REQUIREMENT -> Below are some records; reproduce every one of them exactly.

[Referring expression pointing data]
* * *

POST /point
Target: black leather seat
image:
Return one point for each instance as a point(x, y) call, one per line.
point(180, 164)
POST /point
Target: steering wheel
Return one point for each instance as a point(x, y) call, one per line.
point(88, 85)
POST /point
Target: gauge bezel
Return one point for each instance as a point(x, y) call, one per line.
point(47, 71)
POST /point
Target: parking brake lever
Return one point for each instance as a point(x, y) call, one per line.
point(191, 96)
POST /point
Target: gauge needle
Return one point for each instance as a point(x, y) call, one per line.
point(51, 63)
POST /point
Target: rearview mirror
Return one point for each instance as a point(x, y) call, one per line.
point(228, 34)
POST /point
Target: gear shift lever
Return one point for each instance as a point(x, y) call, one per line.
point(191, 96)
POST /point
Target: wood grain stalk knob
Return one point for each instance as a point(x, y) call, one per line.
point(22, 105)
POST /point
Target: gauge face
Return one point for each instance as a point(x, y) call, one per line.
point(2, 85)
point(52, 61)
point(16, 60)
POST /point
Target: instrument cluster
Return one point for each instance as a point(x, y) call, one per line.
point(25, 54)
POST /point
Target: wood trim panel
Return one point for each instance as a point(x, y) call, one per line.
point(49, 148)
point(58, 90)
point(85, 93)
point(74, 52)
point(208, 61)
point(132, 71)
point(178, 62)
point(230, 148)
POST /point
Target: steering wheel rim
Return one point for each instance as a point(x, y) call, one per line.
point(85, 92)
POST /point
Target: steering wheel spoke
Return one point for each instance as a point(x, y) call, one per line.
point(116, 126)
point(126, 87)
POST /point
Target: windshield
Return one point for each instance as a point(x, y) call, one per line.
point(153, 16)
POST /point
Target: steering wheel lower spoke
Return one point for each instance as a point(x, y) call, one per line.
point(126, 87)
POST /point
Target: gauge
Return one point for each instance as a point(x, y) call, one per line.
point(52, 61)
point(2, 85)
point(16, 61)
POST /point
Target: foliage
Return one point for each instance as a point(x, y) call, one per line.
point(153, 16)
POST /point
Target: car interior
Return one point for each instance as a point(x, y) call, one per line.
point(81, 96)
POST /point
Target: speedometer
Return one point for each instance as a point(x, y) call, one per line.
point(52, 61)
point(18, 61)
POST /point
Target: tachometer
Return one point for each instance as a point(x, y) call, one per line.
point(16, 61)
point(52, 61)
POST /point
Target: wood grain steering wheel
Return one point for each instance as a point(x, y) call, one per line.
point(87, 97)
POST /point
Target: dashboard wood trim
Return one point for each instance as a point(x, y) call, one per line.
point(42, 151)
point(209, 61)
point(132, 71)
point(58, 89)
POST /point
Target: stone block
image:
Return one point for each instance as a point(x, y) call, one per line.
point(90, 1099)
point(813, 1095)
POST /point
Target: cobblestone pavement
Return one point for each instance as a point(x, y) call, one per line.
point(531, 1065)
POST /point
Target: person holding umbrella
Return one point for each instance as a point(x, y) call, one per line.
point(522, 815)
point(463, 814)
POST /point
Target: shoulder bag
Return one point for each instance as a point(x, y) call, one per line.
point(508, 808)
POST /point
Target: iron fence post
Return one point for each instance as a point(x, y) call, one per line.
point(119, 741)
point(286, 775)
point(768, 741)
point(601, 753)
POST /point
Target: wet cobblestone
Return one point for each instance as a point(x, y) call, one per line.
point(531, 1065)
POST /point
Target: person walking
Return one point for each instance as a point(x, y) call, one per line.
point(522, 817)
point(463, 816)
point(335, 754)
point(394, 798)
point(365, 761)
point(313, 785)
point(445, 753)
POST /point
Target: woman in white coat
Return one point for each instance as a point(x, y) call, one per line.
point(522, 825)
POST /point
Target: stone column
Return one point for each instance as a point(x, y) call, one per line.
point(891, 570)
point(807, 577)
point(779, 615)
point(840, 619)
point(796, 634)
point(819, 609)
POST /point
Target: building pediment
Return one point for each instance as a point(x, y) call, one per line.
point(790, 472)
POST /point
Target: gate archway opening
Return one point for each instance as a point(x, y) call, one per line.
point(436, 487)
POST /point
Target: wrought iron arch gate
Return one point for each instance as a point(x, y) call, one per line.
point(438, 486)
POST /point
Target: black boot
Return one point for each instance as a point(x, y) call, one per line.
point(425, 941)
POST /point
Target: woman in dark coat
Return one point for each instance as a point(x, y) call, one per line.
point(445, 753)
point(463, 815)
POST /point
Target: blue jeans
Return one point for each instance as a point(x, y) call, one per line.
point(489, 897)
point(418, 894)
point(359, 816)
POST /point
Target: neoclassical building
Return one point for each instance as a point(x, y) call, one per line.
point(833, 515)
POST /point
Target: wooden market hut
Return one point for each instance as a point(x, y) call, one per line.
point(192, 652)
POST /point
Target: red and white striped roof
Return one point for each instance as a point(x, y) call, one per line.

* * *

ANSWER SECTION ->
POST /point
Target: black leather seat
image:
Return one point for each instance as a point(x, y) call, one per line.
point(180, 164)
POST /point
Target: steering wheel
Return one point for each instance as a point(x, y) call, one per line.
point(88, 85)
POST /point
Target: gauge bezel
Return one point for each instance as a point(x, y) call, one per line.
point(47, 71)
POST /point
Target: parking brake lever
Return one point for each instance as a point(x, y) call, one per line.
point(191, 96)
POST /point
Target: gauge needle
Return one point for each instance as a point(x, y) call, one per line.
point(51, 63)
POST /point
Target: rearview mirror
Return one point for each instance as a point(x, y) call, one per line.
point(228, 34)
POST /point
Target: gear shift lever
Return one point for each instance as a point(x, y) call, one per line.
point(191, 96)
POST /point
Target: wood grain stalk knob
Return one point for each instance as a point(x, y) call, one per line.
point(22, 105)
POST /point
Target: gauge face
Return one point for each instance as a point(x, y) call, one per line.
point(2, 85)
point(52, 61)
point(16, 60)
POST /point
Target: instrument cluster
Return one point for each instance as a point(x, y) call, one per line.
point(25, 54)
POST /point
Target: wood trim panel
Return one point for each instance as a point(x, y) call, one per line.
point(49, 148)
point(58, 90)
point(85, 93)
point(74, 52)
point(208, 61)
point(132, 71)
point(178, 62)
point(230, 148)
POST /point
Target: steering wheel rim
Return one point for each instance as a point(x, y) call, one per line.
point(85, 92)
POST /point
Target: steering wheel spoke
Return one point for each instance as a point(x, y) call, one per line.
point(116, 126)
point(126, 87)
POST /point
Target: windshield
Return one point for each instance as a point(x, y) call, one per line.
point(153, 16)
POST /point
Target: steering wheel lower spoke
Return one point for each instance as a point(x, y) call, one per line.
point(126, 87)
POST /point
Target: gauge
Return one point for each instance as a point(x, y) call, one per line.
point(52, 61)
point(2, 85)
point(16, 61)
POST /point
Target: foliage
Return one point for each instance as a point(x, y) call, one per line.
point(153, 16)
POST /point
Target: car interior
Return one point for each instance as a point(x, y) call, one per line.
point(81, 96)
POST /point
Target: speedometer
Return one point for each instance as a point(x, y) call, one per line.
point(52, 61)
point(18, 61)
POST /point
Target: tachometer
Return one point for each instance as a point(x, y) call, one per line.
point(16, 61)
point(52, 61)
POST /point
Target: wood grain steering wheel
Return one point for each instance as a point(x, y) call, one per line.
point(87, 97)
POST /point
Target: dashboard wood trim
Return one point for each instance as a point(x, y) call, one per line.
point(42, 151)
point(209, 61)
point(132, 71)
point(58, 89)
POST /point
Target: stone block
image:
Return one point for each instance as a point(x, y) call, one per line.
point(90, 1099)
point(813, 1095)
POST /point
Target: cobblestone pavement
Return one point for each instance as a point(x, y) call, one per line.
point(531, 1065)
POST /point
Target: person holding umbrella
Return one point for each instance as a point(x, y) call, one per line.
point(522, 815)
point(463, 814)
POST /point
Target: shoulder bag
Return one point for each instance as a point(x, y) call, one per line.
point(508, 808)
POST /point
Target: iron fence post
Return one point for each instance as a point(x, y) call, one per line.
point(119, 741)
point(286, 775)
point(768, 741)
point(601, 753)
POST /point
Target: wet cobblestone
Return one point for each instance as a point(x, y) call, one per line.
point(531, 1065)
POST /point
Target: person walking
Return one point for each instance as a point(x, y) call, one per line.
point(522, 817)
point(463, 816)
point(335, 754)
point(394, 798)
point(365, 761)
point(313, 785)
point(445, 753)
POST /point
Target: woman in white coat
Return one point for each instance as a point(x, y) call, one per line.
point(522, 825)
POST /point
Target: stone column
Return one point for each instance as a point(x, y) call, one per line.
point(891, 570)
point(807, 577)
point(779, 615)
point(840, 619)
point(796, 634)
point(819, 609)
POST /point
Target: building pediment
Return one point for each instance as a point(x, y) call, one per line.
point(790, 472)
POST /point
Target: gate archway opening
Return one point for each instance as a point(x, y) call, one per line.
point(436, 487)
POST /point
Target: wrought iron arch gate
Return one point for each instance as a point(x, y) call, one per line.
point(438, 486)
POST /point
Target: black boot
Return one point for each instance as a point(x, y) call, one per line.
point(425, 941)
POST /point
Target: woman in dark coat
Return one point for each instance as a point(x, y) call, one per line.
point(445, 753)
point(463, 815)
POST /point
Target: blue jeans
Return one point for each instance as a point(x, y) call, one per line.
point(489, 897)
point(418, 894)
point(359, 816)
POST /point
Target: neoclassical building
Return one point for each instance as a point(x, y) call, one per line.
point(833, 515)
POST /point
Target: wooden market hut
Return one point for each instance as a point(x, y) call, one per line.
point(192, 652)
POST /point
Target: red and white striped roof
Return one point for each instance as a point(x, y) call, one per line.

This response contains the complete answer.